Implementation:Neuml Txtai Scan
| Knowledge Sources | |
|---|---|
| Domains | Embeddings, Search, Query Execution, Hybrid Search |
| Last Updated | 2026-02-10 01:00 GMT |
Overview
Concrete tool for scanning indexes to execute query matches, including hybrid search with configurable weights, provided by txtai.
Description
The Scan class executes parsed query clauses against embeddings indexes. It acts as the query execution engine that routes similar() function calls from parsed SQL-style queries to the appropriate index search functions.
Key features:
- Multi-index routing: Query clauses are grouped by target index name and executed in batches. Each clause can optionally specify a target index via the similar() function parameters.
- Candidate management: The number of candidates (results to retrieve from index queries) is configurable per clause. The default is derived intelligently: single filter clauses use the query limit, while multi-token WHERE clauses use 10x the limit to ensure enough candidates survive additional filtering.
- Hybrid score weights: Each clause can specify a weight parameter for hybrid dense/sparse score combination. The maximum weight across clauses is used for the batch.
- Bind parameter resolution: Supports named bind parameters (prefixed with ":") in similar() clause arguments, resolved against a parameters dictionary.
- Clause parsing: The companion Clause class parses similar() function parameters into structured objects with text, index, candidates, and weights attributes. Parameters are distinguished by type: integers are candidates, floats are weights, and strings are index names.
The execution flow is:
- Parse query clauses from parsed queries, grouping by target index.
- Determine candidate counts and weights for each index group.
- Execute batch searches via the provided search function.
- Collect results keyed by query clause UID and sort by query order.

Extracted records:
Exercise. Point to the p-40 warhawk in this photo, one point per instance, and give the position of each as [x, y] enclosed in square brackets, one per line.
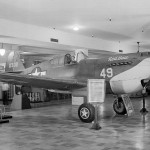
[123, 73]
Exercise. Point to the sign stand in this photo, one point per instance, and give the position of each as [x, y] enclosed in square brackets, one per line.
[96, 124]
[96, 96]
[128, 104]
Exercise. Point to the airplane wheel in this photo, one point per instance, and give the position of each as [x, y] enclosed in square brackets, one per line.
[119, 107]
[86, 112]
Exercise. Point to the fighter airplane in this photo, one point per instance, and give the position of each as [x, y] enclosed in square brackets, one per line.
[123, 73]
==
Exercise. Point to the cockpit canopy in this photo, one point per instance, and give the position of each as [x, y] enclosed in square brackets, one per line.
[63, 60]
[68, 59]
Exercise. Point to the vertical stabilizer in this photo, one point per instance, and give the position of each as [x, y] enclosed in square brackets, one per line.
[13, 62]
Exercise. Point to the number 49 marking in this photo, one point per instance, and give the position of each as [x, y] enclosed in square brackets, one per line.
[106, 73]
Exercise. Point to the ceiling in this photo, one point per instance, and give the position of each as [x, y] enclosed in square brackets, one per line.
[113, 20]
==
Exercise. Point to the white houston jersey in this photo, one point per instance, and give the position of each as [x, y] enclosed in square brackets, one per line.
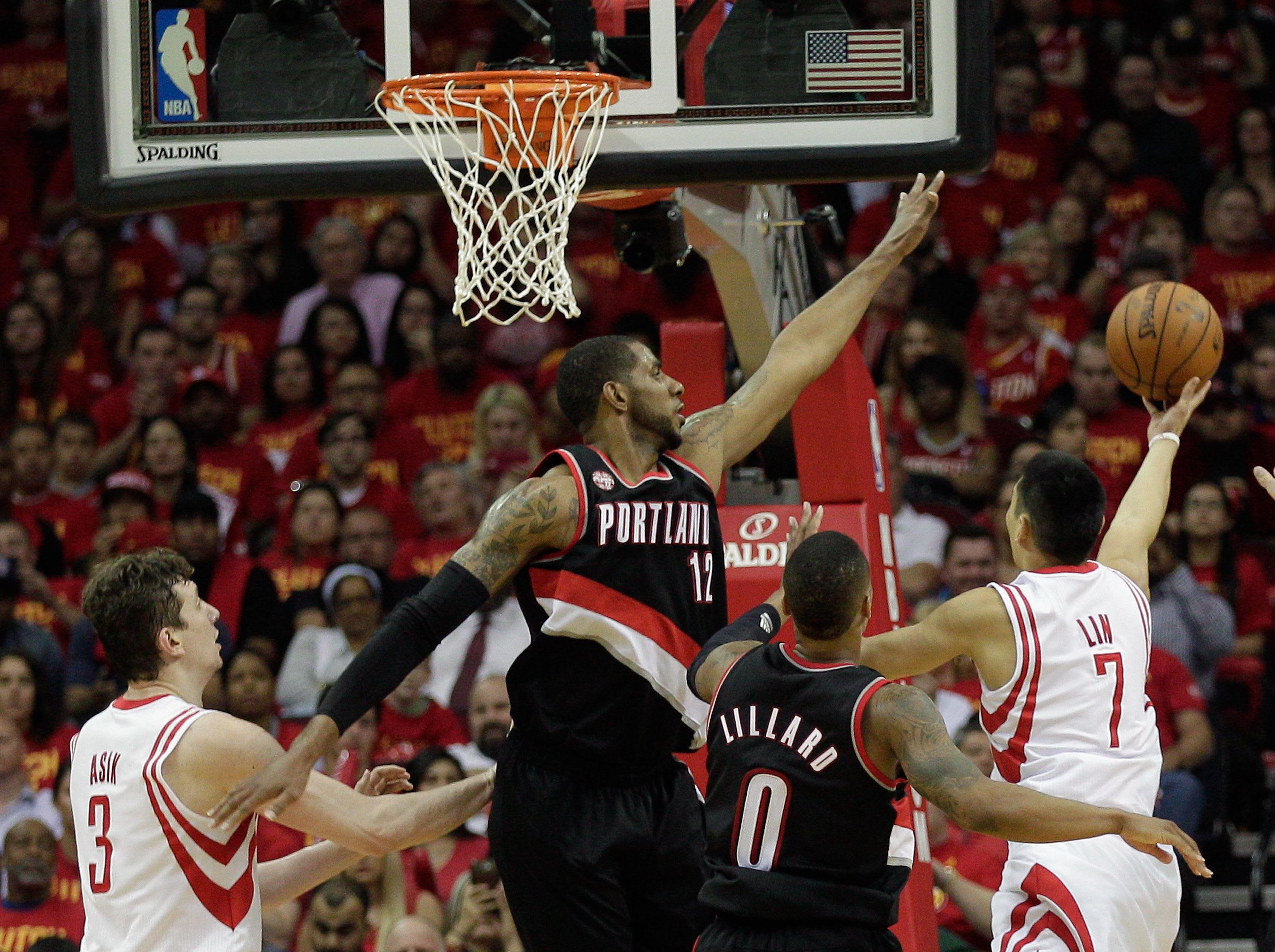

Exercise tasks:
A – From the txtai Scan page, write out the passage starting at "- Hybrid score" and ending at "are index names.", word for word.
B – Extend the txtai Scan page past the point where it stops.
You won't need the listing for anything.

Replies:
A –
- Hybrid score weights: Each clause can specify a weight parameter for hybrid dense/sparse score combination. The maximum weight across clauses is used for the batch.
- Bind parameter resolution: Supports named bind parameters (prefixed with ":") in similar() clause arguments, resolved against a parameters dictionary.
- Clause parsing: The companion Clause class parses similar() function parameters into structured objects with text, index, candidates, and weights attributes. Parameters are distinguished by type: integers are candidates, floats are weights, and strings are index names.

B –
Usage
Use Scan as the internal query execution engine for embeddings search. It is instantiated and used by the embeddings search pipeline to execute the index-scanning portion of parsed SQL-style queries. Understanding Scan is useful for debugging search behavior, customizing hybrid search weights, or working with multi-index configurations.
Code Reference
Source Location
- Repository: Neuml_Txtai
- File:
src/python/txtai/embeddings/search/scan.py
Signature
class Scan:
def __init__(self, search, limit, weights, index)
def __call__(self, queries, parameters) -> list
def parse(self, queries, parameters) -> dict
def bind(self, similar, parameters) -> list
def default(self, queries) -> int
class Clause:
def __init__(self, uid, qid, params)
def parse(self, params)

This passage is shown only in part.